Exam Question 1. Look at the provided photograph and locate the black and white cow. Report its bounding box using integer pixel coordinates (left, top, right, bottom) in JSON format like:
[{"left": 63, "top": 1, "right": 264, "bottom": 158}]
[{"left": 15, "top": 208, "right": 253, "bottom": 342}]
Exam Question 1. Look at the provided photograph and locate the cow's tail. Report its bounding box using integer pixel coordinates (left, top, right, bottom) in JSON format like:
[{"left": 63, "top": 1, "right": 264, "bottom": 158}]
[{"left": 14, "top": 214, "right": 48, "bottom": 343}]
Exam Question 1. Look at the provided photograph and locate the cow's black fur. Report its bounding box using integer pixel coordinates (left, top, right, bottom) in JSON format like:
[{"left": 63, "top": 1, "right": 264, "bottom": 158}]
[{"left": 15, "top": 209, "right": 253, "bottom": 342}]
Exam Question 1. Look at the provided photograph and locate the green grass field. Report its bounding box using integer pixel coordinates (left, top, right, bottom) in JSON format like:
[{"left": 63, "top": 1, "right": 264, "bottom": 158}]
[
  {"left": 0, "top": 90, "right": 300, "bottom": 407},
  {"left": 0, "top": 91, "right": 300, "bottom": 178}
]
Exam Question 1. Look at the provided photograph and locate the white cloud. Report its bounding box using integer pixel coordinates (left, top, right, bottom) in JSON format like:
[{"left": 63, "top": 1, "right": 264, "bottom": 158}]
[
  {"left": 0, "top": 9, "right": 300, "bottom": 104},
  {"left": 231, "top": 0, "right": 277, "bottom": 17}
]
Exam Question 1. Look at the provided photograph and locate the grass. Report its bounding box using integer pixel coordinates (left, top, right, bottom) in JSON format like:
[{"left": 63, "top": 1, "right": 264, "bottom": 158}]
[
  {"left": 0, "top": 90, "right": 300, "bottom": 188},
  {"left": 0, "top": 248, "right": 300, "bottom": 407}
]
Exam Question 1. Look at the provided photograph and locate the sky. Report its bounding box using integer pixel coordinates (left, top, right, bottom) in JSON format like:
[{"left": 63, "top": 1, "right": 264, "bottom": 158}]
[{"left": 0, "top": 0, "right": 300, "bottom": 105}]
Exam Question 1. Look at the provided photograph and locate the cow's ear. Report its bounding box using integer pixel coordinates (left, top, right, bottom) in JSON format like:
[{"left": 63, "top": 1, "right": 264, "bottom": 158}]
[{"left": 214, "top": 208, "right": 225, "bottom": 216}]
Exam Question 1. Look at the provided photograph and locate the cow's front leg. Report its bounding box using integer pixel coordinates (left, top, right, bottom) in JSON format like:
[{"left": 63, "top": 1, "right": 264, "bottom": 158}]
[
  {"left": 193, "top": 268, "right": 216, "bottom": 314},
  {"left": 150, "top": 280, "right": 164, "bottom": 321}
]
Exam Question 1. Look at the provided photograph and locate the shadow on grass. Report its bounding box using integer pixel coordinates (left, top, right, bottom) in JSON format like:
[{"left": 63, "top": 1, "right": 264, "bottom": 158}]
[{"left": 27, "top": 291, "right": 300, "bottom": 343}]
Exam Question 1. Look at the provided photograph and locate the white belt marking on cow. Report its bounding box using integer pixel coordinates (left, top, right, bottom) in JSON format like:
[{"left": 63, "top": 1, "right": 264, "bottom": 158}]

+++

» **What you have to do**: Reproduce the listing above with "photograph" changed to "image" at each occurrence and every other character left unchanged.

» **Answer below**:
Exam Question 1. Look at the provided image and locate the black and white cow. Report its bounding box using integer pixel coordinates (left, top, right, bottom) in JSON format like:
[{"left": 63, "top": 1, "right": 264, "bottom": 158}]
[{"left": 15, "top": 208, "right": 253, "bottom": 342}]
Exam Question 1. Look at the provided image and locate the cow's tail. Report its bounding box using integer pixel coordinates (left, top, right, bottom) in JSON format like:
[{"left": 63, "top": 1, "right": 264, "bottom": 158}]
[{"left": 14, "top": 214, "right": 48, "bottom": 343}]
Exam Question 1. Look at the provided image and locate the cow's black fur. Report its bounding box using integer pixel coordinates (left, top, right, bottom) in JSON format like:
[{"left": 63, "top": 1, "right": 264, "bottom": 158}]
[{"left": 15, "top": 209, "right": 253, "bottom": 342}]
Exam Question 1. Look at the provided image and locate the green grass field. Report its bounding box using integer pixel coordinates (left, top, right, bottom) in JSON format like:
[{"left": 63, "top": 1, "right": 264, "bottom": 158}]
[
  {"left": 0, "top": 90, "right": 300, "bottom": 407},
  {"left": 0, "top": 91, "right": 300, "bottom": 178}
]
Exam Question 1. Look at the provided image and locate the white cloud. Report its bounding box using integer pixel coordinates (left, top, right, bottom) in JSON format like:
[{"left": 63, "top": 1, "right": 264, "bottom": 158}]
[
  {"left": 0, "top": 9, "right": 300, "bottom": 104},
  {"left": 231, "top": 0, "right": 277, "bottom": 17}
]
Exam Question 1. Look at the provided image and locate the grass. Report its bounding box using integer pixel coordinates (left, top, right, bottom) in JSON format like:
[{"left": 63, "top": 1, "right": 264, "bottom": 158}]
[
  {"left": 0, "top": 90, "right": 300, "bottom": 188},
  {"left": 0, "top": 248, "right": 300, "bottom": 407}
]
Exam Question 1. Look at the provided image and locate the sky. Report its bounding box using integer pixel coordinates (left, top, right, bottom) in JSON format like:
[{"left": 63, "top": 1, "right": 264, "bottom": 158}]
[{"left": 0, "top": 0, "right": 300, "bottom": 105}]
Exam Question 1. Look at the provided image and locate the cow's ear. Report its bounding box using integer pixel coordinates (left, top, right, bottom) in JSON format like:
[{"left": 63, "top": 1, "right": 264, "bottom": 158}]
[{"left": 214, "top": 208, "right": 225, "bottom": 216}]
Exam Question 1. Look at the provided image and locate the cow's front leg. Report its bounding box using integer pixel coordinates (left, top, right, bottom) in JSON format like:
[{"left": 63, "top": 1, "right": 264, "bottom": 158}]
[
  {"left": 193, "top": 268, "right": 216, "bottom": 314},
  {"left": 150, "top": 280, "right": 164, "bottom": 321}
]
Exam Question 1. Look at the provided image and locate the shadow on grass. Report its bounding box using integer pixel coordinates (left, top, right, bottom) in JSON format like:
[{"left": 63, "top": 1, "right": 264, "bottom": 158}]
[{"left": 27, "top": 291, "right": 300, "bottom": 343}]
Exam Question 1. Look at the provided image and locate the white belt marking on cow. Report its bounding box using integer pixel coordinates (left, top, right, bottom) in JSON format like:
[{"left": 63, "top": 1, "right": 264, "bottom": 158}]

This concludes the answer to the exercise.